* **Task instructions**
Copy each of the records below word for word, keeping every line unchanged.

* **Input**
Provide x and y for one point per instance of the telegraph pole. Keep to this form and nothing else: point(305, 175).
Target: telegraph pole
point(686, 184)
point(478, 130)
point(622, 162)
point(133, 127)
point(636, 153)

* **Result of the exercise**
Provide x and y for one point per instance of the telegraph pole. Keep to this form and nothing else: point(305, 175).
Target: telegraph pole
point(686, 184)
point(478, 130)
point(622, 162)
point(133, 127)
point(636, 153)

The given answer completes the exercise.